# Extracted text:

——

Personal information
- Born: 29 November 1906 Dresden, German Empire
- Died: 9 January 1970 (aged 63) Mannheim, West Germany
- Height: 5 ft 9+1⁄4 in (176 cm)
- Weight: 72 kg (159 lb)

Sport
- Sport: Athletics
- Event(s): 100 m, 200 m, 80 m hurdles, high jump, long jump, shot put, discus throw, javelin throw
- Club: Dresdner SC

Achievements and titles
- Personal best(s): 100 m – 11.8 (1935) 200 m – 24.4 (1938) 80 mH – 12.2 (1936) HJ – 1.51 m (1933) LJ – 5.85 m (1937) SP – 11.99 m (1933) DT – 41.65 m (1935) JT – 37.91 m (1931)

Medal record
Women's athletics
Representing Germany
Olympic Games
| Bronze medal – third place | 1936 Berlin | 100 m |
Women's World Games
| Gold medal – first place | 1934 London | 100 metres |
| Gold medal – first place | 1934 London | 200 metres |
| Gold medal – first place | 1934 London | 4×100 m |
| Bronze medal – third place | 1934 London | Discus throw |
European Championships
| Gold medal – first place | 1938 Vienna | 4×100 m |
| Silver medal – second place | 1938 Vienna | 100 m |
| Silver medal – second place | 1938 Vienna | 200 m |

= Käthe Krauss =

German track and field athlete

Katharina "Käthe" Anna Krauß (sometimes spelled Krauss; 29 November 1906 – 9 January 1970) was a German track and field athlete, who won three gold medals at the 1934 Women's World Games in London and a bronze medal in the 100 metres at the 1936 Summer Olympics in Berlin, where she was also on the German 4 × 100 m relay team. She won several German championships in various events and 2 silver medals and a gold medal in the 4 × 100 m relay at the 1938 European Athletics Championships in Vienna.

——

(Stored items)
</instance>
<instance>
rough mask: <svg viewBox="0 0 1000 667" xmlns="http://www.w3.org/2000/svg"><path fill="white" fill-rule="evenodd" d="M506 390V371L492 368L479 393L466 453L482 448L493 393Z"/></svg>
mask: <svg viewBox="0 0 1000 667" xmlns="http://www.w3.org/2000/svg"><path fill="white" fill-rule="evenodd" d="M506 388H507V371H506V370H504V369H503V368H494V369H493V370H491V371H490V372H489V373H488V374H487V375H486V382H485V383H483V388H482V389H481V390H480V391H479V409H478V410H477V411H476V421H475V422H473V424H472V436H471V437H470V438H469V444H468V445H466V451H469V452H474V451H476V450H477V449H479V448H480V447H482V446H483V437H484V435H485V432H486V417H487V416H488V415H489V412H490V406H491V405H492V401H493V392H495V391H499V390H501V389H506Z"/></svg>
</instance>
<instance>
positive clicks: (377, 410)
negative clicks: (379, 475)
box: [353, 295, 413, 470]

——

# Requirement A:
Duplicate the passage of the text on Käthe Krauss that begins with the words containing "Personal information" and ends with "37.91 m (1931)".
# Requirement B:
Go on with the text about Käthe Krauss, picking up right after its final sentence.

# Task result A:
Personal information
- Born: 29 November 1906 Dresden, German Empire
- Died: 9 January 1970 (aged 63) Mannheim, West Germany
- Height: 5 ft 9+1⁄4 in (176 cm)
- Weight: 72 kg (159 lb)

Sport
- Sport: Athletics
- Event(s): 100 m, 200 m, 80 m hurdles, high jump, long jump, shot put, discus throw, javelin throw
- Club: Dresdner SC

Achievements and titles
- Personal best(s): 100 m – 11.8 (1935) 200 m – 24.4 (1938) 80 mH – 12.2 (1936) HJ – 1.51 m (1933) LJ – 5.85 m (1937) SP – 11.99 m (1933) DT – 41.65 m (1935) JT – 37.91 m (1931)

# Task result B:
==Athletics career==
Born in Dresden, Krauß was a member of Dresdner SC, where she was discovered and trained by the influential coach Woldemar Gerschler. She won the national women's title in the 100 metres from 1934 through 1938, in the 200 metres in 1932, 1934, and 1938 (in 1931 and 1933 she took second), and in the long jump and the pentathlon in 1937, and was on the national champion Dresdner SC 4 × 100 metre relay teams in 1932 and 1936.

At the 1934 Women's World Games in London, she won gold medals in the 100 metres (11.9 s), the 200 metres (24.9 s), and the 4 × 100 metre relay (48.6 s), and the bronze medal in discus (39.875 m).

At the women's 1938 European Athletics Championships in Vienna, she won silver medals in the 100 metres (12.0 s) and 200 metres (24.4 s) and a gold medal as part of the German 4 × 100 metre relay team (46.8 s).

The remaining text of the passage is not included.